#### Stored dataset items
☆ ☆ ☆ ☆ ☆
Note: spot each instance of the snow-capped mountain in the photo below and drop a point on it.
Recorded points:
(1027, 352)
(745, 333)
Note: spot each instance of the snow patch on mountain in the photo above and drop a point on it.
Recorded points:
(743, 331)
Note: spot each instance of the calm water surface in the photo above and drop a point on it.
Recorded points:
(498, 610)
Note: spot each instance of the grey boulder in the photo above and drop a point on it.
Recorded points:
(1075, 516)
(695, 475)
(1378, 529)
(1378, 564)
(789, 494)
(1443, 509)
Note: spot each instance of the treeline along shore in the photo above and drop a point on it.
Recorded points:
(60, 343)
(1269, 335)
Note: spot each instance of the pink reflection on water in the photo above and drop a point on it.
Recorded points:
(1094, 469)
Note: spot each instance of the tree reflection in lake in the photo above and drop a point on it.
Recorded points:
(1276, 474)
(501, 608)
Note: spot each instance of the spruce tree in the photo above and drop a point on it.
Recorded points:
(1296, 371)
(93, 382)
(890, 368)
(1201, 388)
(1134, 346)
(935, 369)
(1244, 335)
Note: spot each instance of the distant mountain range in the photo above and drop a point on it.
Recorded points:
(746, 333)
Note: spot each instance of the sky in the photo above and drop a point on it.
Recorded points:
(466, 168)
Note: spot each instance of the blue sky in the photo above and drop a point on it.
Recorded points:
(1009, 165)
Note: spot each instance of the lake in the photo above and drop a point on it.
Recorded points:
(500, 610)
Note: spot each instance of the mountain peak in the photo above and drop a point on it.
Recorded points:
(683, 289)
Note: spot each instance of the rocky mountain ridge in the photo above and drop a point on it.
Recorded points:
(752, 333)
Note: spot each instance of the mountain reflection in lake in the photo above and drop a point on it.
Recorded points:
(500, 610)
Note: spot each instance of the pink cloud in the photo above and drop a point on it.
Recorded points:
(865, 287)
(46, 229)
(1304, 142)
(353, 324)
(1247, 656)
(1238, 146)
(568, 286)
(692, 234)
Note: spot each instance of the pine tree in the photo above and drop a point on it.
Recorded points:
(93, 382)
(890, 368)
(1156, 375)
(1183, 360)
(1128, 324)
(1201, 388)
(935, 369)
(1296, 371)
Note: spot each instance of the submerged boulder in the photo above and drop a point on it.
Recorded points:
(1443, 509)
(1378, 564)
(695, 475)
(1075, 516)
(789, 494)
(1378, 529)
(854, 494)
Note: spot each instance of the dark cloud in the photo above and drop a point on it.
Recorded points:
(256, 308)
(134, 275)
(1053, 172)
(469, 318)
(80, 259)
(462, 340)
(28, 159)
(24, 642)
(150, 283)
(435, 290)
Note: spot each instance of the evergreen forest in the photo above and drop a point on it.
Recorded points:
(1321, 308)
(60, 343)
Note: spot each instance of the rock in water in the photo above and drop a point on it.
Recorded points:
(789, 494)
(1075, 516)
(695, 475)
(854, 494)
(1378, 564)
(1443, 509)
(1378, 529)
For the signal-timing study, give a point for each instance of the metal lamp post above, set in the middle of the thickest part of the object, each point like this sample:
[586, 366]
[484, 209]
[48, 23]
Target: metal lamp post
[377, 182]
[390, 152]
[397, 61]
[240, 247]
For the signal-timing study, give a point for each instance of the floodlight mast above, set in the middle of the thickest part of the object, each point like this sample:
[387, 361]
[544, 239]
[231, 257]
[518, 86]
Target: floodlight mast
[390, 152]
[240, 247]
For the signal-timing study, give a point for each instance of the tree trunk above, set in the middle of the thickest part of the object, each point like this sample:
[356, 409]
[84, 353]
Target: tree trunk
☆ ☆ ☆ ☆ ☆
#### CHALLENGE
Copy all of the material word for word.

#### WORKED ANSWER
Note: spot each instance of the snow-capped mountain in the photo below and drop a point on it.
Recorded points:
(1027, 352)
(745, 333)
Note: spot each instance of the snow patch on mountain in the photo above and drop a point on it.
Recorded points:
(743, 331)
Note: spot each instance of the calm water surface in the photo above and drop a point on it.
Recorded points:
(498, 610)
Note: spot each instance of the grey boulder in the photo above and drop a point on it.
Recorded points:
(1075, 516)
(695, 475)
(1378, 529)
(1378, 564)
(789, 494)
(1443, 509)
Note: spot each instance of the treeline along shore in the photo above and drop a point on it.
Recorded points:
(60, 343)
(1269, 335)
Note: spot each instance of the pink reflection on water in the photo above and drop a point on it.
Recorded points:
(1094, 469)
Note: spot each instance of the tree reflection in lake in the photo above and drop a point on it.
Recorded points:
(1276, 474)
(501, 608)
Note: spot each instance of the spruce tree in the photo above and drop a point on it.
Recorded points:
(1296, 371)
(93, 382)
(890, 368)
(1201, 388)
(1134, 346)
(935, 369)
(1244, 335)
Note: spot each instance of the distant mountain range in the photo above and drop a point on it.
Recorded points:
(746, 333)
Note: spot each instance of the sky in the photo above and drop a point on it.
Recorded points:
(466, 168)
Note: spot each instance of the blue sky in the photo above and drop a point on it.
Recorded points:
(1009, 165)
Note: spot each instance of the lake in the photo above and drop a point on it.
Recorded points:
(500, 610)
Note: spot each instance of the mountain peak in the photo above and drop a point on it.
Recorded points:
(683, 289)
Note: spot each instance of the rocky mountain ridge in the photo above and drop a point on it.
Recorded points:
(752, 333)
Note: spot each instance of the mountain reflection in lake in the photo above and drop a point on it.
Recorded points:
(500, 610)
Note: spot each instance of the pink cloud in the photo above and drop a point on it.
Recorded points:
(865, 287)
(46, 229)
(1304, 142)
(353, 324)
(1247, 656)
(1238, 146)
(568, 286)
(692, 234)
Note: spot each instance of the pine tree in the photo above and drop a point on it.
Recorded points:
(93, 382)
(890, 368)
(1156, 375)
(1183, 360)
(1128, 324)
(1201, 388)
(935, 369)
(1296, 371)
Note: spot each instance of the submerged boulder in the photo above and drop a point on it.
Recorded points:
(1443, 509)
(1378, 564)
(695, 475)
(1075, 516)
(789, 494)
(1378, 529)
(854, 494)
Note: spot each instance of the dark cloud in the photo above and drop a point on it.
Recorded points:
(256, 308)
(134, 275)
(1053, 172)
(469, 318)
(80, 259)
(462, 340)
(28, 159)
(24, 642)
(150, 283)
(435, 290)
Note: spot each instance of the evergreen forest in the photo above and drop a point on it.
Recorded points:
(1321, 308)
(60, 343)
Note: spot each instance of the rock in water in the photo above and drop a point on it.
Recorded points:
(789, 494)
(1075, 516)
(695, 475)
(854, 494)
(1378, 564)
(1443, 509)
(1378, 529)
For the signal-timing study, give a point for each instance of the metal lamp post above, set in the middle of the thickest part of the object, each point like this sample:
[586, 366]
[484, 209]
[48, 23]
Target: metal lamp post
[377, 182]
[390, 152]
[397, 61]
[240, 247]
For the signal-timing study, give a point for each instance of the floodlight mast above, set in the middle of the thickest part of the object, each point like this sample:
[387, 361]
[544, 239]
[231, 257]
[518, 86]
Target: floodlight mast
[390, 152]
[240, 247]
For the signal-timing study, give a point for each instance of the tree trunk above, set in the middle of the thickest part of the object, each point like this sample:
[356, 409]
[84, 353]
Target: tree trunk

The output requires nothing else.